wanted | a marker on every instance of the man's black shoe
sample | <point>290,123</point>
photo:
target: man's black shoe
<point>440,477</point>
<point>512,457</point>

***

= Set exercise =
Reproduce every line of the material above word for word, leaving nothing out.

= Final result =
wanted | a marker on every instance of the man's black shoe
sample | <point>290,123</point>
photo:
target: man's black shoe
<point>440,477</point>
<point>512,457</point>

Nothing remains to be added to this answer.